## ENTRIES SUPPLIED
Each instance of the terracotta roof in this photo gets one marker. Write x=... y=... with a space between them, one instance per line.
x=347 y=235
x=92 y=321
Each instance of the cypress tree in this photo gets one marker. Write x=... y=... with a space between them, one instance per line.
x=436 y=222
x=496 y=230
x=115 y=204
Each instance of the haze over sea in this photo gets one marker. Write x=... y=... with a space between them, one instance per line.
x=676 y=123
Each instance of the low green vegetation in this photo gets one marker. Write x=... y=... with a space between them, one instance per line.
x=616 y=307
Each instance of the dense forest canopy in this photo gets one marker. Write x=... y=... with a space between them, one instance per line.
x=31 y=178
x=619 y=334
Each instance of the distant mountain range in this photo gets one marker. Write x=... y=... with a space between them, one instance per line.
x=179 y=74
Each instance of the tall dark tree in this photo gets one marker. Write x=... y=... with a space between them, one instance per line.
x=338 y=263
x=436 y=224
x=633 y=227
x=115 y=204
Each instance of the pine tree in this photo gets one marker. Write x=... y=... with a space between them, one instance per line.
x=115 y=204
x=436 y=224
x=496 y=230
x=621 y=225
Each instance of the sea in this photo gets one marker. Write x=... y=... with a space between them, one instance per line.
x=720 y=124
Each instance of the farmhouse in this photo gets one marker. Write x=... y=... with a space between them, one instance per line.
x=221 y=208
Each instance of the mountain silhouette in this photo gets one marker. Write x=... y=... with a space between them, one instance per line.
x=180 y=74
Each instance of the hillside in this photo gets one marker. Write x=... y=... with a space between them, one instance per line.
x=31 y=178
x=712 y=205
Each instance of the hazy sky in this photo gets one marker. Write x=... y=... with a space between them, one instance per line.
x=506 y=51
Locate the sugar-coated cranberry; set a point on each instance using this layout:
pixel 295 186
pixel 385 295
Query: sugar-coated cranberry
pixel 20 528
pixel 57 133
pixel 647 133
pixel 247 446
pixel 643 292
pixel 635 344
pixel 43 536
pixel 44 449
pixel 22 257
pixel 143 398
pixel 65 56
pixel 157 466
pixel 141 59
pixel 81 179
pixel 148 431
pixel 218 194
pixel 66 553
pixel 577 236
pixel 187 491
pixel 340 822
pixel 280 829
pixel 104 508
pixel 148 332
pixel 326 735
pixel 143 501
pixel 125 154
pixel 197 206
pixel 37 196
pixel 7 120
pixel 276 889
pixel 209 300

## GIVEN EXERCISE
Copy out everything from the line containing "Each instance of the sea" down to the end of the rows above, including both of those ends, without changing a single character.

## CORRECT RESPONSE
Each instance of the sea in this photo gets one marker. Write x=... y=... with a space between them, one instance per line.
x=720 y=124
Each instance of the farmhouse in this photo gets one marker. Write x=... y=... with a space between them, one instance per line.
x=221 y=208
Each instance of the mountain silhouette in this photo gets one marker. Write x=... y=... with a space between them, one instance per line.
x=180 y=74
Each instance of the hillside in this photo gets one marker. Write x=... y=... with a space between them, one instance per line.
x=31 y=178
x=712 y=205
Each instance of the hazy sky in this photo gets one marker. Write x=... y=... with a space between them, one instance per line.
x=506 y=51
Locate the sugar-coated cranberry; set a point on each instance using this layout:
pixel 295 186
pixel 385 295
Query: sugar-coated cranberry
pixel 20 528
pixel 57 133
pixel 647 133
pixel 247 446
pixel 643 292
pixel 635 344
pixel 43 536
pixel 44 449
pixel 22 257
pixel 143 398
pixel 65 56
pixel 157 466
pixel 141 59
pixel 81 179
pixel 148 431
pixel 218 194
pixel 66 553
pixel 577 236
pixel 187 491
pixel 340 822
pixel 280 829
pixel 104 508
pixel 148 332
pixel 326 735
pixel 143 501
pixel 125 154
pixel 197 206
pixel 37 196
pixel 7 120
pixel 276 889
pixel 209 300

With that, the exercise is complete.